* _DATA ROWS_:
═══
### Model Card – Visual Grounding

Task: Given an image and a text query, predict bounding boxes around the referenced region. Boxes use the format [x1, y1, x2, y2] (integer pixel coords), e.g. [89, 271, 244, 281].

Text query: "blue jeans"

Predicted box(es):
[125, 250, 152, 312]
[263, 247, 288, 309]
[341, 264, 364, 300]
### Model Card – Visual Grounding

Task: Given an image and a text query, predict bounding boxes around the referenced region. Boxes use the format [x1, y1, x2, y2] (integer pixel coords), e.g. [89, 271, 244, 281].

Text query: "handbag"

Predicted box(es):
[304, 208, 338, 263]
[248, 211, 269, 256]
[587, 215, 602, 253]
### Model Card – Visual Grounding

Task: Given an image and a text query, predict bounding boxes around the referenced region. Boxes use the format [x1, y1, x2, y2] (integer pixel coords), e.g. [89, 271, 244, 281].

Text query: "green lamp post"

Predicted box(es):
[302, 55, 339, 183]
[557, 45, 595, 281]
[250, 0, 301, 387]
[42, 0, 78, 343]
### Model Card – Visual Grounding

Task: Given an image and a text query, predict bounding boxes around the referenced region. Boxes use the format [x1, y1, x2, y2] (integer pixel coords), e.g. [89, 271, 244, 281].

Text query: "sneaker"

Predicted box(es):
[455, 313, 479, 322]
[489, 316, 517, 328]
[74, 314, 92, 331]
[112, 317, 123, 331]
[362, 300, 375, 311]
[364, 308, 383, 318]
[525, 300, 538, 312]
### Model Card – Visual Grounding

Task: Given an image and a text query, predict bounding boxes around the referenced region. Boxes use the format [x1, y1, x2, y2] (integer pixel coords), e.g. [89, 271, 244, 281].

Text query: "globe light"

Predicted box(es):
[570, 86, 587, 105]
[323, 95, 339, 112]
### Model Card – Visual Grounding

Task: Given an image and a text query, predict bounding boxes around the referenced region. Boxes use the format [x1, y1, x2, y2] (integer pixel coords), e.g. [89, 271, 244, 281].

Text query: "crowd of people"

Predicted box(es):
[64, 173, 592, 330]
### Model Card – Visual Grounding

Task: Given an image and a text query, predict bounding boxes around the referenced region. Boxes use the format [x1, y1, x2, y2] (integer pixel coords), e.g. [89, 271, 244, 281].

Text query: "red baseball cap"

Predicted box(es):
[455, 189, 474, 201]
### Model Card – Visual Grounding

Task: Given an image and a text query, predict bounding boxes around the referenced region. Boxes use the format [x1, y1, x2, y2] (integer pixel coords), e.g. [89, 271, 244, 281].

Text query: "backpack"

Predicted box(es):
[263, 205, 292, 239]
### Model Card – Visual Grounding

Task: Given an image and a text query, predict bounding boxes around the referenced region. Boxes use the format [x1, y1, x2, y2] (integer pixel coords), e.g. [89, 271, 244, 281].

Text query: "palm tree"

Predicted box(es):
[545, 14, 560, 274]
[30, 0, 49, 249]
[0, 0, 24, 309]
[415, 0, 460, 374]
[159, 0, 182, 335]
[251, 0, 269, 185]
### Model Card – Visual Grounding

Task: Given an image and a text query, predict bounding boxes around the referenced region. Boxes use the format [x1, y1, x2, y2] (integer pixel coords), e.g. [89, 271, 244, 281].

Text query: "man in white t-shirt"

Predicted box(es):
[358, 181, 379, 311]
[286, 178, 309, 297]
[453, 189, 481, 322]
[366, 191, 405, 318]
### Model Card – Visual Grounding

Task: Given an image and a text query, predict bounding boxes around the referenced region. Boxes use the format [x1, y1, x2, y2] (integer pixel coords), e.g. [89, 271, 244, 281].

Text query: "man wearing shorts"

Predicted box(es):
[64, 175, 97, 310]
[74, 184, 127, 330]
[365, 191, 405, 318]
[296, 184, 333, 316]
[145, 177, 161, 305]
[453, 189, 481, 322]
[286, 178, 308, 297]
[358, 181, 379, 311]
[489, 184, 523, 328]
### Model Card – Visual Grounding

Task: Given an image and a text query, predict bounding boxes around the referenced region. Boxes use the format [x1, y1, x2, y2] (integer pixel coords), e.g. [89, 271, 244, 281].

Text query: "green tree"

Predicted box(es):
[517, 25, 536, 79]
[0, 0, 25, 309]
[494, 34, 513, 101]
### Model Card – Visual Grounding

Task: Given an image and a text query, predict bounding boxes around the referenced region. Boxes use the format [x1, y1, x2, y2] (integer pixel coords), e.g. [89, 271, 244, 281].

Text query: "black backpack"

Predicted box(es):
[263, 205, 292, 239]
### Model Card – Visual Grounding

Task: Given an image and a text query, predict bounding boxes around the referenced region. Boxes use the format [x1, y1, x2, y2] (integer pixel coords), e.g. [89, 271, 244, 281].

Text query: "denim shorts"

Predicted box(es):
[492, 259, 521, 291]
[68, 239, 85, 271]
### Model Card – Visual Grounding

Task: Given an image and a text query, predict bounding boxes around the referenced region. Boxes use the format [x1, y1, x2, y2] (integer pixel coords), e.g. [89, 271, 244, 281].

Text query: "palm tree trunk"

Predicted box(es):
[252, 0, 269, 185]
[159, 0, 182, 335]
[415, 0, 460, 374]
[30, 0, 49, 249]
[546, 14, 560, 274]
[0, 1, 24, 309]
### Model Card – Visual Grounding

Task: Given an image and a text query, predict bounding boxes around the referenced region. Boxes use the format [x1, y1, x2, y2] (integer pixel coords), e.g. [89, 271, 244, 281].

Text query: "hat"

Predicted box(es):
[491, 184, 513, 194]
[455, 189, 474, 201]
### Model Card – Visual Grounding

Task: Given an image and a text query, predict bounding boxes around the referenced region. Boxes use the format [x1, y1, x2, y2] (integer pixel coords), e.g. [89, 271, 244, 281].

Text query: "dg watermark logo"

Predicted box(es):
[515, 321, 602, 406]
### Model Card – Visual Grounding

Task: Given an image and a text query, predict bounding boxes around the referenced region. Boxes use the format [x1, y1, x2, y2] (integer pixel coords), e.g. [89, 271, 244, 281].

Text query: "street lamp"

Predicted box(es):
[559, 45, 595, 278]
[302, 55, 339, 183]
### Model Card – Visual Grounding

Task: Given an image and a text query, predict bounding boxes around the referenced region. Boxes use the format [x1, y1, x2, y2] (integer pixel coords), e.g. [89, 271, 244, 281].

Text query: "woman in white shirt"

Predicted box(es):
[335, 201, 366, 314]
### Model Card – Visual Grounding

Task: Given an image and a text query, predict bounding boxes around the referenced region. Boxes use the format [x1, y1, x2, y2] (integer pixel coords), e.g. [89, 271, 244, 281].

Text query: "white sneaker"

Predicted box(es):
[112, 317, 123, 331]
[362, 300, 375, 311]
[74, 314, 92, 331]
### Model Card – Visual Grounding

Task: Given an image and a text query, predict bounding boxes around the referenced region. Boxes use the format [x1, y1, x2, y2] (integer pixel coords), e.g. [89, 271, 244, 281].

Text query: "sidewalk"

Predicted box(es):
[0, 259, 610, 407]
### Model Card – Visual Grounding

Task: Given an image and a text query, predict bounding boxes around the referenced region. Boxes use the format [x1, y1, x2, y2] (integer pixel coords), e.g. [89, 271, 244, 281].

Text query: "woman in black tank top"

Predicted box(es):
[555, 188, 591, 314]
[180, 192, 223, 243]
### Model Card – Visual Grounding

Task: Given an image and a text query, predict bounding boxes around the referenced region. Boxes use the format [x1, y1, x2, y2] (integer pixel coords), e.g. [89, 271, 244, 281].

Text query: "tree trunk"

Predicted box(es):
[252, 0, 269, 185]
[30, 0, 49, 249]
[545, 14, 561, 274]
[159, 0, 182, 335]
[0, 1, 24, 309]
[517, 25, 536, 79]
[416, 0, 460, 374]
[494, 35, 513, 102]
═══
Reproduce all of the material above verbatim, from its first line to its last, with no alterations.

* _COMPLETED EXERCISE_:
### Model Card – Visual Grounding

Task: Given an image and a text query, predict bounding boxes around the referenced region. Boxes use the format [x1, y1, x2, y2] (integer pixel coords), e.g. [89, 271, 244, 281].

Text query: "blue jeans"

Predicted box(es):
[125, 250, 152, 312]
[263, 247, 288, 309]
[341, 264, 364, 300]
### Model Card – Visual Grounding

Task: Given an image and a text query, predict bounding boxes around the referenced region. Boxes use the format [x1, y1, x2, y2] (integer pixel coords), e.g. [89, 271, 244, 281].

Text query: "handbag"

Predicted box(es):
[304, 208, 338, 263]
[248, 211, 269, 256]
[587, 215, 602, 253]
### Model Card – Visual Grounding

Task: Given an image and a text query, predict bounding boxes around the referenced region. Boxes use the format [x1, y1, x2, y2] (integer pixel coords), e.g. [89, 271, 244, 281].

Text query: "green lamp post"

Predicted box(es):
[302, 55, 339, 183]
[557, 45, 595, 281]
[250, 0, 301, 387]
[42, 0, 78, 343]
### Model Card – Visual Grounding

Task: Given an image and a text query, predict bounding boxes around the referenced region. Boxes use the format [x1, y1, x2, y2] (integer pixel coords), e.g. [89, 271, 244, 281].

Text query: "sneaker"

Predicted box(es):
[455, 313, 479, 322]
[489, 316, 517, 328]
[74, 314, 92, 331]
[112, 317, 123, 331]
[362, 300, 375, 311]
[364, 308, 383, 318]
[525, 300, 538, 312]
### Model Card – Visual Grounding

Task: Given an image and a text query, predict bounding boxes around the referenced region. Boxes use the format [x1, y1, x2, y2] (integer pixel coords), e.g. [89, 271, 244, 281].

Text query: "globe light"

Predicted box(es):
[570, 86, 587, 105]
[323, 95, 339, 112]
### Model Card – Visual Grounding

Task: Given an image and a text query, predict bounding boxes around the referenced region. Boxes use the format [x1, y1, x2, y2] (integer pixel coords), e.g. [89, 271, 244, 281].

Text query: "crowd of people"

Predicted box(es):
[64, 173, 592, 330]
### Model Card – Visual Grounding

Task: Given an image and a text query, predict bounding boxes around the referenced region. Boxes use the format [x1, y1, x2, y2] (integer pixel coords), e.g. [89, 271, 244, 281].

Text query: "red baseball cap"

Predicted box(es):
[455, 189, 474, 201]
### Model Card – Visual Grounding

Task: Given an image and a text query, predict bounding boxes around the referenced region. Boxes use the format [x1, y1, x2, y2] (integer pixel coords), e.g. [89, 271, 244, 281].

Text query: "backpack"

Predicted box(es):
[263, 205, 292, 239]
### Model Card – Visual Grounding

Task: Given an image and a text query, predict bounding boxes around the referenced region. Boxes use the format [x1, y1, x2, y2] (integer pixel coords), e.g. [89, 271, 244, 281].

Text query: "palm tree"

Predicted box(es):
[545, 14, 560, 274]
[30, 0, 49, 249]
[0, 0, 24, 309]
[415, 0, 460, 374]
[159, 0, 182, 335]
[251, 0, 269, 185]
### Model Card – Visual Grounding

Task: Given an image and a text query, predict bounding boxes around the referenced region. Boxes use the format [x1, y1, x2, y2] (integer pixel coords), e.g. [89, 271, 244, 281].

Text query: "man in white t-shirt"

Predicted box(es):
[358, 181, 379, 311]
[286, 178, 309, 297]
[453, 189, 481, 322]
[366, 191, 405, 318]
### Model Card – Visual Grounding

Task: Given an image and a text query, predict bounding boxes around the referenced region. Boxes use the format [x1, y1, x2, y2] (integer pixel coords), e.g. [89, 271, 244, 281].

Text query: "man wearing shorts"

Predicted box(es):
[64, 175, 97, 310]
[74, 184, 127, 330]
[365, 191, 405, 318]
[296, 184, 333, 316]
[145, 177, 161, 305]
[453, 189, 481, 322]
[286, 178, 308, 297]
[358, 181, 379, 311]
[489, 184, 523, 328]
### Model Card – Visual Grounding

Task: Given an image and a text query, predict bounding boxes around the referenced region. Boxes use the format [x1, y1, x2, y2] (integer pixel coords), e.g. [89, 271, 244, 281].

Text query: "green tree"

Predicted box(es):
[517, 25, 536, 79]
[0, 0, 25, 309]
[494, 34, 513, 101]
### Model Card – Visual Grounding

Task: Given an image and a text query, predict bounding boxes around the referenced region. Boxes use the format [x1, y1, x2, y2] (integer pixel coords), e.g. [89, 271, 244, 281].

Text query: "black backpack"

Predicted box(es):
[263, 205, 292, 239]
### Model Card – Visual Grounding

Task: Given an image and a text query, predict bounding boxes around the referenced region. Boxes use the format [x1, y1, x2, y2] (integer pixel coords), e.g. [89, 271, 244, 281].

Text query: "denim shorts"

Predicted box(es):
[492, 259, 521, 291]
[68, 239, 85, 271]
### Model Card – Visual Grounding

Task: Given an image and a text query, predict bounding boxes around the referenced region. Boxes use the format [x1, y1, x2, y2] (integer pixel coords), e.g. [89, 271, 244, 281].

Text query: "palm tree trunk"

Predicted box(es):
[252, 0, 269, 185]
[159, 0, 182, 335]
[415, 0, 460, 374]
[30, 0, 49, 249]
[546, 14, 560, 274]
[0, 1, 24, 309]
### Model Card – Visual Grounding

Task: Given an image and a text query, predict bounding boxes around the referenced region. Boxes use the format [x1, y1, x2, y2] (integer pixel coords), e.g. [89, 271, 244, 281].

Text query: "hat"

Predicted box(es):
[491, 184, 513, 194]
[455, 189, 474, 201]
### Model Card – Visual Grounding

Task: Given an image and a text query, predict bounding boxes around the referenced region. Boxes use the format [x1, y1, x2, y2] (integer pixel coords), e.g. [89, 271, 244, 281].

Text query: "dg watermark logo"

Predicted box(es):
[515, 321, 602, 406]
### Model Card – Visual Grounding

Task: Given an image and a text query, predict bounding boxes around the referenced region. Boxes use the format [x1, y1, x2, y2] (integer pixel coords), e.g. [89, 271, 244, 281].

Text query: "street lamp"

Predicted box(es):
[559, 45, 595, 278]
[302, 55, 339, 183]
### Model Card – Visual Grounding

Task: Given an image and a text query, predict bounding boxes around the referenced region. Boxes use the format [x1, y1, x2, y2] (integer pixel coords), e.g. [89, 271, 244, 281].

Text query: "woman in white shirt"

Predicted box(es):
[335, 201, 366, 314]
### Model Card – Visual Grounding

Task: Given an image and a text query, predict bounding boxes around the referenced region. Boxes use the format [x1, y1, x2, y2] (integer pixel coords), e.g. [89, 271, 244, 281].

Text query: "white sneaker"

Predicted box(es):
[112, 317, 123, 331]
[362, 300, 375, 311]
[74, 314, 92, 331]
### Model Card – Visual Grounding

Task: Given an image and a text query, predict bounding boxes around the referenced region. Boxes use the format [x1, y1, x2, y2] (integer pixel coords), e.g. [89, 271, 244, 281].

Text query: "sidewalk"

Predicted box(es):
[0, 259, 610, 407]
### Model Card – Visual Grounding

Task: Given an image and a text query, predict bounding boxes around the referenced region. Boxes use the format [x1, y1, x2, y2] (integer pixel coords), e.g. [89, 271, 244, 281].

Text query: "woman in black tank top"

Predicted box(es):
[555, 188, 591, 314]
[180, 192, 223, 243]
### Model Card – Visual Grounding

Task: Given an image and a text query, predict bounding boxes around the referenced region. Boxes use the format [x1, y1, x2, y2] (integer pixel coords), e.g. [89, 271, 244, 281].

Text query: "tree trunk"

Predicted box(es):
[252, 0, 269, 185]
[30, 0, 49, 249]
[545, 14, 561, 274]
[159, 0, 182, 335]
[0, 1, 24, 309]
[517, 25, 536, 79]
[416, 0, 460, 374]
[494, 35, 513, 102]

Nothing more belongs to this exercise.